Stated goal ▸ Set the listing down again in full, word for word, with the pictures left out.

Data provided ▸
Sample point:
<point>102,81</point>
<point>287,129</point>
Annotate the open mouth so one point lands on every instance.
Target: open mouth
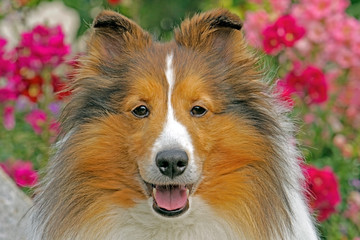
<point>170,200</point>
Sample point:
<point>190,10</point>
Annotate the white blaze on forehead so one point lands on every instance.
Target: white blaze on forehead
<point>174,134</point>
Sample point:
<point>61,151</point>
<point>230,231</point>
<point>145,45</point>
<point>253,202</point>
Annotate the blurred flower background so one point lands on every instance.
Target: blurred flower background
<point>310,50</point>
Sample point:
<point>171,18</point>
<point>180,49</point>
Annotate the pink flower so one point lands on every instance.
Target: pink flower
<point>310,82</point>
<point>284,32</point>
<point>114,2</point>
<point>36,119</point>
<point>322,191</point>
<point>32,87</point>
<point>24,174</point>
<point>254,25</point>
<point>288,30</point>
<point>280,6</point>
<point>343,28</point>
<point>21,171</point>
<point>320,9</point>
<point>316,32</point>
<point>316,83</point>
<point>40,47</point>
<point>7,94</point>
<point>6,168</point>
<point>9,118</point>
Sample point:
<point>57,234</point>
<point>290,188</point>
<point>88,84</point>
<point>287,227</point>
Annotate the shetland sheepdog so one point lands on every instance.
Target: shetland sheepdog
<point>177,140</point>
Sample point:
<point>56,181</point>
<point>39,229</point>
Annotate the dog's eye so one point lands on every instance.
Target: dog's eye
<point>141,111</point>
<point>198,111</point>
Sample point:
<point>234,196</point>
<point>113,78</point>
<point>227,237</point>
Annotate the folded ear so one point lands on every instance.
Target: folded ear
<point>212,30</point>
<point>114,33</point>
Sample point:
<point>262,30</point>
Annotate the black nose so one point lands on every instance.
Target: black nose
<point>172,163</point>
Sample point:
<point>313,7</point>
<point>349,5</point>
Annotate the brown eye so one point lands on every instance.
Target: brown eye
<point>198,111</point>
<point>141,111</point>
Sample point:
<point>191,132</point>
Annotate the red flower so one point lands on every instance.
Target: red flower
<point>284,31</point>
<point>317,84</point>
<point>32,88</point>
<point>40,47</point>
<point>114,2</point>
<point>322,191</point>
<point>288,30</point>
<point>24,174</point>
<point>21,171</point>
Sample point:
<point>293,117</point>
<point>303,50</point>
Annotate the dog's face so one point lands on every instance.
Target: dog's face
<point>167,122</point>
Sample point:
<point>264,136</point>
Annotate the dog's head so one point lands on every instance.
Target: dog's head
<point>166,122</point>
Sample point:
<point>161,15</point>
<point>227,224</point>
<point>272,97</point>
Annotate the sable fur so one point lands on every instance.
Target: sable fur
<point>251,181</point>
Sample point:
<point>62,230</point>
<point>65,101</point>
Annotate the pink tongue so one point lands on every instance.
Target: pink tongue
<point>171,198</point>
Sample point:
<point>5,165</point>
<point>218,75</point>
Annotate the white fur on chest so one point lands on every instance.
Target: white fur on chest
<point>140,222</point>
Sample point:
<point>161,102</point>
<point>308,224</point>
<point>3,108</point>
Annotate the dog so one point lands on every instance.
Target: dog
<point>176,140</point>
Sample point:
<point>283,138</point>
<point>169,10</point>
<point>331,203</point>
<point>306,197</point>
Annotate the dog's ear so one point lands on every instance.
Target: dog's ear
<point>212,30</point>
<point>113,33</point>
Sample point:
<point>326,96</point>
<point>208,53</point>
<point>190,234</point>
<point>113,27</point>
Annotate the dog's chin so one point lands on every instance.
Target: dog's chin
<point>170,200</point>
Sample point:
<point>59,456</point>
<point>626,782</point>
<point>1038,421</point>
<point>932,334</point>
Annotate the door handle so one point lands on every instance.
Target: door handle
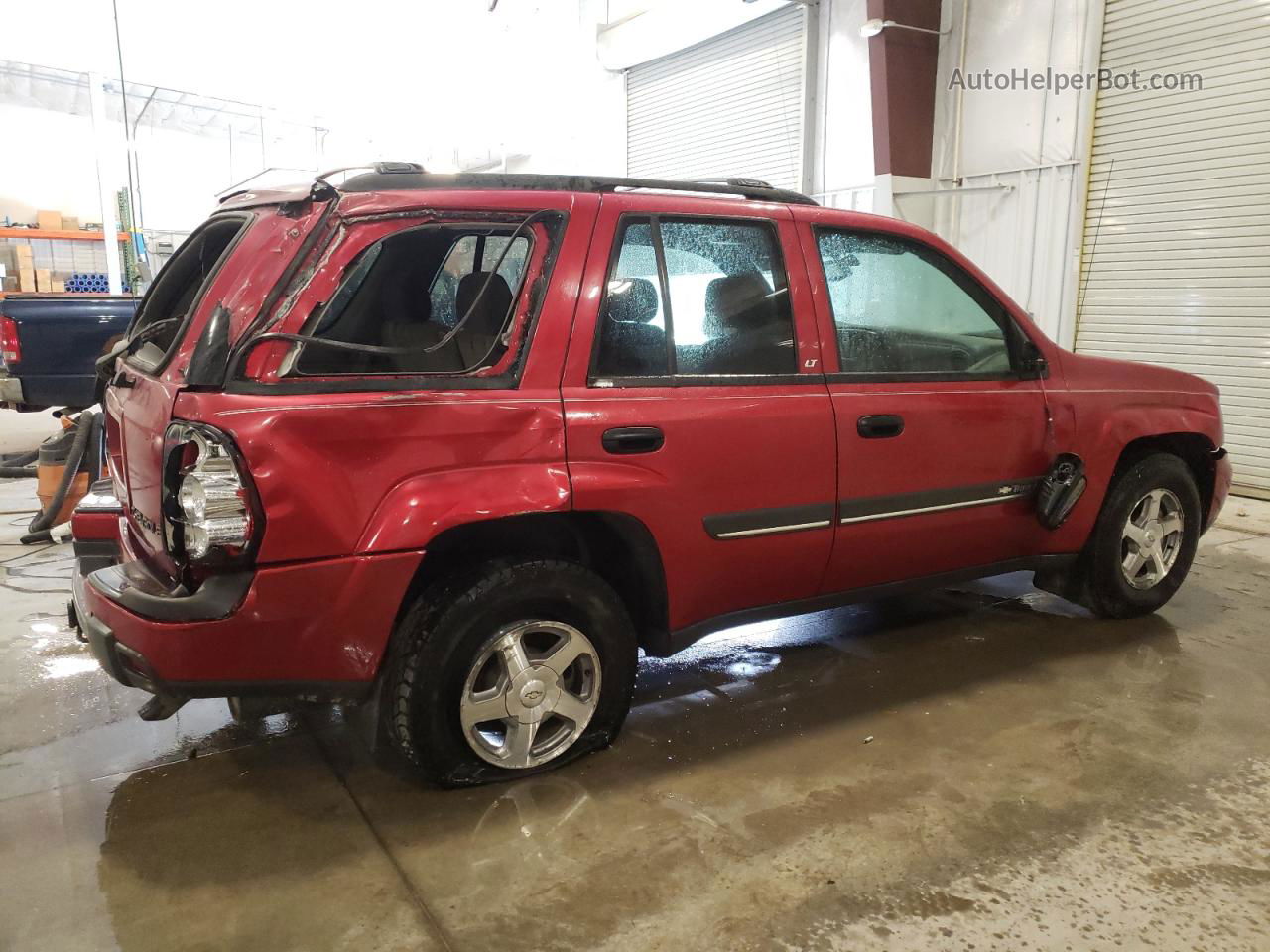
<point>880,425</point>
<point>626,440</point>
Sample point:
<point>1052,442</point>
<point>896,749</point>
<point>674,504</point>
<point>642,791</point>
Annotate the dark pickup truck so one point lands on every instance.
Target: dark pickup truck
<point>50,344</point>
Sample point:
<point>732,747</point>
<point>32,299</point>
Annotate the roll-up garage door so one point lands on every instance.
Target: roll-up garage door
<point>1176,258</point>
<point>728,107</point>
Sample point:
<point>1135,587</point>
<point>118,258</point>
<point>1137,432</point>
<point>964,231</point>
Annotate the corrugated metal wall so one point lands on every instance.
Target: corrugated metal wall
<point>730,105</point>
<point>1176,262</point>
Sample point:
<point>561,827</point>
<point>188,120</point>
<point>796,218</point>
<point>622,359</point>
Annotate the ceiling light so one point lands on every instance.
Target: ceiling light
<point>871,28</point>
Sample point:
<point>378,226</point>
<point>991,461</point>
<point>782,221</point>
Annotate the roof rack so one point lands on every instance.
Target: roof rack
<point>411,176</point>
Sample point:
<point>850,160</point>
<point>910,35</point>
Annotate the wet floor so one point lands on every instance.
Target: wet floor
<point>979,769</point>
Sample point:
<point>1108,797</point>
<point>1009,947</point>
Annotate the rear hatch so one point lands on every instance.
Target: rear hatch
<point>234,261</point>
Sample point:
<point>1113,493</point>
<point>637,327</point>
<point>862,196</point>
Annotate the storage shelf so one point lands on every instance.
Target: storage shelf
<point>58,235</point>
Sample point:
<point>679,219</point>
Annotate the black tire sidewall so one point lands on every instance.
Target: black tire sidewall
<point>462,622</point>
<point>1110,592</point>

Reply to the task ▸
Sample point:
<point>102,81</point>
<point>287,129</point>
Annotate the open mouth so one point lands on every instance.
Target: open mouth
<point>170,200</point>
Sample point:
<point>190,10</point>
Annotate the white blaze on forehead so one point lands on every instance.
Target: white blaze on forehead
<point>174,134</point>
Sample point:
<point>61,151</point>
<point>230,231</point>
<point>145,45</point>
<point>253,202</point>
Annotate the blurred flower background so one point lands on every instance.
Target: blurred flower background
<point>310,50</point>
Sample point:
<point>171,18</point>
<point>180,49</point>
Annotate the pink flower so one point lands on every instance.
Target: pink flower
<point>310,82</point>
<point>284,32</point>
<point>114,2</point>
<point>36,119</point>
<point>322,191</point>
<point>32,87</point>
<point>24,174</point>
<point>254,25</point>
<point>288,30</point>
<point>280,6</point>
<point>343,28</point>
<point>21,171</point>
<point>320,9</point>
<point>316,32</point>
<point>316,83</point>
<point>40,47</point>
<point>7,94</point>
<point>6,168</point>
<point>9,118</point>
Sample point:
<point>57,234</point>
<point>290,188</point>
<point>88,84</point>
<point>287,227</point>
Annotate the shetland sheepdog so one point lands on every instance.
Target: shetland sheepdog
<point>177,140</point>
Sample point:
<point>56,181</point>
<point>39,229</point>
Annotate the dog's eye so one point lands on every instance.
Target: dog's eye
<point>141,111</point>
<point>198,111</point>
Sample point:
<point>234,196</point>
<point>113,78</point>
<point>227,237</point>
Annotate the folded ear so one point lands on every instance.
Target: folded ear
<point>212,30</point>
<point>114,33</point>
Sample point:
<point>262,30</point>
Annotate the black nose so one point lands on every instance.
Target: black nose
<point>172,163</point>
Sample point:
<point>313,7</point>
<point>349,5</point>
Annotate the brown eye so one point lands on every instance.
Target: brown eye
<point>198,111</point>
<point>141,111</point>
Sample point:
<point>191,132</point>
Annotate the red flower so one point lands on every instance.
Target: red flower
<point>284,31</point>
<point>317,84</point>
<point>32,88</point>
<point>40,47</point>
<point>114,2</point>
<point>322,191</point>
<point>288,30</point>
<point>24,174</point>
<point>21,171</point>
Sample point:
<point>293,117</point>
<point>303,50</point>
Annotate the dog's face so one point lands on every instance.
Target: dog's face
<point>167,122</point>
Sample point:
<point>264,136</point>
Annotate the dog's head so one point lands on every instance.
Target: dog's head
<point>166,122</point>
Sample point:
<point>161,15</point>
<point>227,224</point>
<point>272,97</point>
Annotate the sable fur so one point lands on every instance.
Target: sable fur
<point>251,181</point>
Sample point:
<point>62,230</point>
<point>65,101</point>
Annotate the pink tongue so one point lands on every instance.
Target: pink tongue
<point>171,198</point>
Sample point:
<point>5,165</point>
<point>218,75</point>
Annotate the white fur on chest so one point lands on every instance.
Target: white fur on chest
<point>140,222</point>
Sample point:
<point>161,102</point>
<point>308,224</point>
<point>3,108</point>
Annotate the dog so one point lands on every instance.
Target: dog
<point>176,140</point>
Sample point:
<point>283,138</point>
<point>169,10</point>
<point>331,203</point>
<point>306,197</point>
Annotate the dog's ear so one point lands on every instance.
Target: dog's ear
<point>212,30</point>
<point>113,33</point>
Sample point:
<point>326,96</point>
<point>208,53</point>
<point>190,234</point>
<point>113,27</point>
Annotate the dog's chin so one point lands on every instance.
Target: dog's chin
<point>170,200</point>
Sample point:
<point>59,456</point>
<point>626,782</point>
<point>1038,421</point>
<point>932,334</point>
Annotate the door handle so one point lands on every instance.
Target: door handle
<point>880,425</point>
<point>626,440</point>
Sample point:
<point>1052,442</point>
<point>896,749</point>
<point>674,504</point>
<point>642,791</point>
Annotate the dark pickup truck so one point lands on every instance.
Target: dark pickup truck
<point>50,344</point>
Sample point:
<point>732,747</point>
<point>32,299</point>
Annotate the roll-up garage door so one point lands on every instance.
Target: roll-up garage door
<point>1176,258</point>
<point>728,107</point>
Sample point:
<point>1135,587</point>
<point>118,258</point>
<point>1137,432</point>
<point>964,231</point>
Annotate the corrugated metal wall so one point lands on every instance.
Target: corrugated metal wall
<point>730,105</point>
<point>1176,262</point>
Sample point:
<point>561,827</point>
<point>188,120</point>
<point>796,218</point>
<point>622,359</point>
Annotate the ceiling light so one point lands on every instance.
Target: ceiling light
<point>871,28</point>
Sample point:
<point>378,226</point>
<point>991,461</point>
<point>782,221</point>
Annotate the roof rack so one point lands on every instance.
Target: roof rack
<point>411,176</point>
Sample point:
<point>850,160</point>
<point>910,35</point>
Annotate the wet floor so one point lands on every instance.
Target: wet floor
<point>979,769</point>
Sample point:
<point>1108,797</point>
<point>1009,947</point>
Annotate the rear hatch so one point lands on every instance.
Target: rear hatch
<point>234,261</point>
Sample point:
<point>1113,493</point>
<point>637,327</point>
<point>862,196</point>
Annotate the storage shelf so one point lands on every instance.
Target: storage shelf
<point>58,235</point>
Sample point:
<point>679,219</point>
Annotate the black tire sidewall so one point lands on every instance.
Target: black tire sidewall
<point>462,622</point>
<point>1110,592</point>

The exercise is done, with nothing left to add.